─── DATASET EXTRACT ───

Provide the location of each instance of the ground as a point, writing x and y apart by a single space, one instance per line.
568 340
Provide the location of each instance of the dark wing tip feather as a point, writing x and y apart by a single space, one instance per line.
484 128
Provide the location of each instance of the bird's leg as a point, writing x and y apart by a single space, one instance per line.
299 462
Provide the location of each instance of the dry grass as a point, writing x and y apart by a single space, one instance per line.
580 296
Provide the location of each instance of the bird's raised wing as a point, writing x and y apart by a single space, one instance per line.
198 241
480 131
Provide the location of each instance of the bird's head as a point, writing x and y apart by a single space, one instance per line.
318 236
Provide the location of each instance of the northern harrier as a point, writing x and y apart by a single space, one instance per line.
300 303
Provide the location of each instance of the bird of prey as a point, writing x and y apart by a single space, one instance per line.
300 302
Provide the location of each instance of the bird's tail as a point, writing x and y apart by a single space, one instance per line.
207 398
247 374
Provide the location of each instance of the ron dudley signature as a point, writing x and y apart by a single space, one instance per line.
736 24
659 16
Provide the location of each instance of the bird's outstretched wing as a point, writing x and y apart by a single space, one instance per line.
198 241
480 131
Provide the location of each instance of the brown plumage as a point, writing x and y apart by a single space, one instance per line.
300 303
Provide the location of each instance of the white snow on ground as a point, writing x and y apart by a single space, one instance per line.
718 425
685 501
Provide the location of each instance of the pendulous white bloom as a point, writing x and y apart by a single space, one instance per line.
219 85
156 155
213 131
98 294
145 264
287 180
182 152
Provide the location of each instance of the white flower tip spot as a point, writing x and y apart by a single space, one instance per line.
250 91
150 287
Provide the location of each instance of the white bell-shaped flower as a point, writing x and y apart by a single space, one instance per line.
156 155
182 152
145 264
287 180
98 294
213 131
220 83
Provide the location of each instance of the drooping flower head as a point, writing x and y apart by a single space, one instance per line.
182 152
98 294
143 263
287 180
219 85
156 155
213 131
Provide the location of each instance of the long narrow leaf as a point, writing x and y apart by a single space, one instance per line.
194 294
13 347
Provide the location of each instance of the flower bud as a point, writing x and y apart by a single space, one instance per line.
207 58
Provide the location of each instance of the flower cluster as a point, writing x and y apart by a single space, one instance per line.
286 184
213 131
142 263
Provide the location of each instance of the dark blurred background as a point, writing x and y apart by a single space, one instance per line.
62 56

───

• _TASK INSTRUCTIONS_: Write out every entry exactly as given.

• _RESULT OF THE EXERCISE_:
Provide the location of each instance of the ground as a point, writing x and y apart by a single space, one instance per line.
568 340
Provide the location of each instance of the dark wing tip feather as a point, writing x and y apart by a single space, one instance per line.
484 128
Provide the location of each instance of the bird's leg as a point, writing x and y apart by a single space, one instance per line.
299 462
Provide the location of each instance of the dry grass as a point, writing x and y apart by a single space, one instance per line.
580 296
Provide the location of each instance of the bird's raised wing as a point, writing x and y apart by a single space, one instance per line.
198 241
480 131
Provide the location of each instance of the bird's head as a point, writing x and y apart by a single space, one instance per line.
318 236
Provide the location of each instance of the northern harrier as a point, writing x and y apart by a single space, one instance per line.
300 303
Provide the location of each instance of the bird of prey as a point, writing x and y apart by a single space, one instance per line.
300 302
Provide the location of each instance of the bird's tail as a point, writing x and y apart by a single space, one instance per line.
207 398
247 374
Provide the location of each instance of the ron dudley signature as a point, writing x and y apart by a single space, one instance per line.
736 24
659 16
Provide the location of each instance of the bird's outstretched wing as a point, writing x and y apart by a single space, one instance per line.
198 241
480 131
Provide the location of each instance of the brown plumage as a point, writing x and y apart by a single space, one instance per line.
300 303
Provide the location of each instance of the white snow on ground as a point, writing x and y apart by a single space, one instance per line.
718 425
685 501
Provide the location of each instance of the pendulous white bloom as a point, writing x and y apart by a single space, one instance per line.
219 85
156 155
213 131
98 294
145 264
287 180
182 152
Provide the location of each instance of the white flower tip spot as a point, writing x and y apart by a single space, one instance per line.
250 91
150 287
Provide the location of each instance of the white bell-shaped flower as a point, writing x and y apart by a single space, one instance per line.
156 155
182 152
145 264
287 180
98 294
213 131
220 83
Provide the location of each instance of the drooping flower head as a point, writing x and y apart by a single space, one instance per line.
182 152
98 294
143 263
287 180
219 85
156 155
213 131
Provide the location of each instance of the long narrow leaf as a point, writing x and y apart by a single space, one instance per line.
194 294
13 347
Provide the location of each instance of the flower bud as a point, writing x and y apart by a single space, one instance per line.
207 58
Provide the location of each instance of the flower cluster as a point, writing x and y apart by a single space, one instance per line.
286 184
213 131
142 263
Provide the location of each instance of the dark blurred background as a point, writing x and y apart by a single space, one instance per line.
62 56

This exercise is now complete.